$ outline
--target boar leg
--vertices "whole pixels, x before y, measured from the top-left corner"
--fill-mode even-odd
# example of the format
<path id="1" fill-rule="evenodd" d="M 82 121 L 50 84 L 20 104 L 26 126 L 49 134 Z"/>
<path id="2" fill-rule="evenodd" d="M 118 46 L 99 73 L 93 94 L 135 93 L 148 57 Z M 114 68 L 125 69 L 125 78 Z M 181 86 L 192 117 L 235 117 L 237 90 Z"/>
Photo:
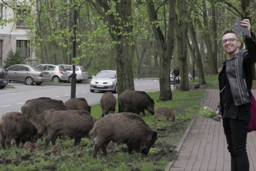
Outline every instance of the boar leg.
<path id="1" fill-rule="evenodd" d="M 20 142 L 21 141 L 21 139 L 20 137 L 16 138 L 15 139 L 15 143 L 16 143 L 16 147 L 19 147 L 20 145 Z"/>
<path id="2" fill-rule="evenodd" d="M 106 156 L 107 155 L 106 149 L 108 144 L 108 143 L 107 144 L 104 144 L 101 146 L 101 149 L 102 150 L 102 152 L 103 152 L 103 155 L 105 156 Z"/>
<path id="3" fill-rule="evenodd" d="M 97 152 L 98 152 L 98 149 L 100 147 L 103 147 L 104 145 L 104 142 L 102 140 L 102 138 L 99 138 L 98 137 L 96 141 L 95 141 L 94 143 L 94 149 L 93 149 L 93 157 L 96 157 L 97 155 Z"/>
<path id="4" fill-rule="evenodd" d="M 2 145 L 2 148 L 4 149 L 5 149 L 5 139 L 6 136 L 5 135 L 2 134 L 2 139 L 1 140 L 1 144 Z"/>
<path id="5" fill-rule="evenodd" d="M 75 144 L 74 145 L 76 146 L 76 145 L 79 145 L 80 141 L 81 141 L 82 137 L 81 136 L 76 136 L 75 138 Z"/>
<path id="6" fill-rule="evenodd" d="M 11 141 L 12 141 L 12 136 L 10 135 L 6 135 L 6 139 L 5 140 L 6 142 L 6 145 L 8 147 L 8 148 L 11 147 Z"/>

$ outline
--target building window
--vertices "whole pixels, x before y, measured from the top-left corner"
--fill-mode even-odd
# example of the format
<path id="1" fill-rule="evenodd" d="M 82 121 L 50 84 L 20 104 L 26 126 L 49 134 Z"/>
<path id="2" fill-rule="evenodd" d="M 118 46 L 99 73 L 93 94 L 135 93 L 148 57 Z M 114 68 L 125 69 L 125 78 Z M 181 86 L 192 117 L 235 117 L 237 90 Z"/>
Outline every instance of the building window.
<path id="1" fill-rule="evenodd" d="M 29 40 L 17 40 L 16 50 L 19 51 L 21 58 L 29 58 L 30 48 Z"/>
<path id="2" fill-rule="evenodd" d="M 25 8 L 20 6 L 17 6 L 17 8 L 16 18 L 18 21 L 16 22 L 16 27 L 17 28 L 27 28 L 28 27 L 25 24 L 24 21 L 30 12 Z"/>

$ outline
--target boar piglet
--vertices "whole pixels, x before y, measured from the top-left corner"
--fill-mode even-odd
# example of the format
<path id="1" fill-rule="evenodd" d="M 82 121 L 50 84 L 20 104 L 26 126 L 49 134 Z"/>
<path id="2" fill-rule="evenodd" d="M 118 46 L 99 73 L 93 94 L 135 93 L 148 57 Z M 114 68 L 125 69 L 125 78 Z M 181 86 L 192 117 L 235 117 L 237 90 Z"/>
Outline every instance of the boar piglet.
<path id="1" fill-rule="evenodd" d="M 68 110 L 84 110 L 90 113 L 90 106 L 84 98 L 73 98 L 64 103 Z"/>
<path id="2" fill-rule="evenodd" d="M 34 119 L 44 111 L 50 109 L 63 111 L 67 109 L 61 100 L 42 97 L 27 100 L 22 106 L 21 111 Z"/>
<path id="3" fill-rule="evenodd" d="M 75 145 L 79 145 L 81 138 L 89 137 L 93 126 L 93 119 L 89 112 L 84 110 L 46 111 L 44 119 L 47 126 L 45 149 L 50 141 L 55 144 L 58 135 L 67 135 L 75 138 Z"/>
<path id="4" fill-rule="evenodd" d="M 94 143 L 94 157 L 100 148 L 107 155 L 106 147 L 110 141 L 126 144 L 130 154 L 135 150 L 147 155 L 158 139 L 157 132 L 140 116 L 129 112 L 110 114 L 98 120 L 90 135 Z"/>
<path id="5" fill-rule="evenodd" d="M 115 112 L 116 103 L 116 100 L 112 92 L 106 92 L 102 95 L 100 99 L 102 117 L 109 113 Z"/>
<path id="6" fill-rule="evenodd" d="M 146 110 L 154 114 L 154 100 L 144 91 L 125 90 L 119 97 L 119 112 L 130 112 L 145 115 Z"/>
<path id="7" fill-rule="evenodd" d="M 38 131 L 28 116 L 18 112 L 8 112 L 2 116 L 0 132 L 3 149 L 5 144 L 10 147 L 12 138 L 15 139 L 17 147 L 21 141 L 24 144 L 26 141 L 36 142 L 38 139 Z"/>

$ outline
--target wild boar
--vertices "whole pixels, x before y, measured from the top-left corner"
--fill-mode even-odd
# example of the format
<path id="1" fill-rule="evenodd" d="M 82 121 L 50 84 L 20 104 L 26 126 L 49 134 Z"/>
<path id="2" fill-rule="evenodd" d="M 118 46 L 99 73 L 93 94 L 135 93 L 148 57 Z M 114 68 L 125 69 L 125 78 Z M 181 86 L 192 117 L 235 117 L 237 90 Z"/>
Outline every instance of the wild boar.
<path id="1" fill-rule="evenodd" d="M 25 142 L 23 145 L 23 149 L 25 150 L 29 150 L 30 152 L 34 151 L 40 149 L 39 144 L 36 143 L 33 143 L 30 141 Z"/>
<path id="2" fill-rule="evenodd" d="M 109 113 L 115 112 L 116 103 L 116 100 L 112 92 L 108 91 L 102 95 L 100 99 L 102 117 Z"/>
<path id="3" fill-rule="evenodd" d="M 71 98 L 64 104 L 68 110 L 84 110 L 90 113 L 90 106 L 84 98 Z"/>
<path id="4" fill-rule="evenodd" d="M 162 115 L 165 117 L 166 120 L 170 120 L 172 121 L 174 121 L 175 115 L 170 109 L 165 107 L 161 107 L 158 108 L 155 111 L 155 117 L 154 121 L 158 119 L 159 116 Z"/>
<path id="5" fill-rule="evenodd" d="M 50 141 L 53 145 L 55 144 L 59 135 L 74 138 L 75 146 L 79 145 L 82 137 L 89 137 L 94 123 L 89 112 L 84 110 L 48 110 L 45 112 L 44 119 L 47 126 L 45 149 L 47 149 Z"/>
<path id="6" fill-rule="evenodd" d="M 147 155 L 158 139 L 156 131 L 140 116 L 130 112 L 106 115 L 95 122 L 90 135 L 94 143 L 94 157 L 100 148 L 107 155 L 106 148 L 110 141 L 126 143 L 130 154 L 134 150 Z"/>
<path id="7" fill-rule="evenodd" d="M 50 109 L 56 111 L 67 110 L 61 100 L 42 97 L 27 100 L 22 106 L 21 111 L 22 113 L 34 119 L 45 110 Z"/>
<path id="8" fill-rule="evenodd" d="M 2 137 L 1 144 L 5 149 L 5 144 L 10 147 L 12 138 L 15 139 L 16 146 L 18 147 L 21 141 L 36 142 L 38 131 L 30 121 L 28 115 L 18 112 L 8 112 L 2 116 L 0 124 Z"/>
<path id="9" fill-rule="evenodd" d="M 145 115 L 144 110 L 155 113 L 154 100 L 144 91 L 125 90 L 119 97 L 119 112 L 131 112 Z"/>

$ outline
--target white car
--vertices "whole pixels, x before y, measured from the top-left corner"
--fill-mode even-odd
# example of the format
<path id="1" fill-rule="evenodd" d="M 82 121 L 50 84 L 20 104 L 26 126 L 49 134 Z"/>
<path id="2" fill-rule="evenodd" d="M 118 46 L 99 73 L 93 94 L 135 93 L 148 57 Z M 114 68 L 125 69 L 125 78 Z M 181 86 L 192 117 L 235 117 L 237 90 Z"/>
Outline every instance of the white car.
<path id="1" fill-rule="evenodd" d="M 69 73 L 61 66 L 52 64 L 40 64 L 38 67 L 43 71 L 49 72 L 50 79 L 53 82 L 60 82 L 68 80 Z"/>
<path id="2" fill-rule="evenodd" d="M 188 81 L 191 81 L 193 80 L 193 78 L 191 74 L 190 74 L 190 72 L 189 71 L 188 72 Z M 174 75 L 173 74 L 173 70 L 172 70 L 170 72 L 170 83 L 171 84 L 174 84 Z M 179 84 L 181 81 L 181 76 L 180 75 L 178 76 L 178 78 L 176 78 L 176 83 Z"/>
<path id="3" fill-rule="evenodd" d="M 90 83 L 90 92 L 95 90 L 117 92 L 117 81 L 116 70 L 101 70 L 93 76 Z"/>
<path id="4" fill-rule="evenodd" d="M 73 67 L 72 65 L 60 64 L 59 66 L 61 66 L 65 69 L 69 73 L 68 81 L 71 82 L 71 74 L 73 73 Z M 75 74 L 76 74 L 76 82 L 81 83 L 83 80 L 87 80 L 88 77 L 88 72 L 84 69 L 83 66 L 75 66 Z"/>

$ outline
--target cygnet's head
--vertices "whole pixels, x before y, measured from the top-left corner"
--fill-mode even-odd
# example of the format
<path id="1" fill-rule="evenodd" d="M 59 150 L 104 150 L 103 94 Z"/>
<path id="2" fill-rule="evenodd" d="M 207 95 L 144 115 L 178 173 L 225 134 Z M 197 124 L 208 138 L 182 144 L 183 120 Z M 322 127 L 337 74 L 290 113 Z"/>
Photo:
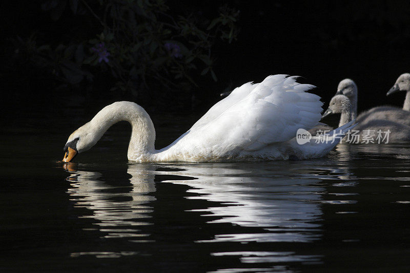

-----

**Task description**. Count the lines in the entries above that contain the word "every" and give only that number.

**Response to the exercise**. 5